Your objective - An exact, word-for-word copy of the entries is required, beginning at the line that contains "Where is each instance of the canon" and ending at the last line, both included.

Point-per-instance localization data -
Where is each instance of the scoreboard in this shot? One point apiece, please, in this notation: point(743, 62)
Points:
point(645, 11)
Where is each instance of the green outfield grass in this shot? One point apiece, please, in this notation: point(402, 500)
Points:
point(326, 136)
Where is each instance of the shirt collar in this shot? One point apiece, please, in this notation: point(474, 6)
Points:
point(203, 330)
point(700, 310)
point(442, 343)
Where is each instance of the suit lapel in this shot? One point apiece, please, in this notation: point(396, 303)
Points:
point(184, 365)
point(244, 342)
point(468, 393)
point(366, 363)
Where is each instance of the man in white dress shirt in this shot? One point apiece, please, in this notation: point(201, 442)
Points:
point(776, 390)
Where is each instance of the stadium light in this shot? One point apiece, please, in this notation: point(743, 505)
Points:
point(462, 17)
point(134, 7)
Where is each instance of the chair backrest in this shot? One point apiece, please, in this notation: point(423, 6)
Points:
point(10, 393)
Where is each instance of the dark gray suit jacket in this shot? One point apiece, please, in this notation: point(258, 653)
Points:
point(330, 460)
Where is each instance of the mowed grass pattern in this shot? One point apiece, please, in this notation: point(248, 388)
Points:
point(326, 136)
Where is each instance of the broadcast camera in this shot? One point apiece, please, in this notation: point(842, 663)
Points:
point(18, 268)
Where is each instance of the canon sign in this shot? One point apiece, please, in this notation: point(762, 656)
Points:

Your response -
Where is each instance of the canon sign in this shot? One point apiece, please, in this notation: point(762, 656)
Points:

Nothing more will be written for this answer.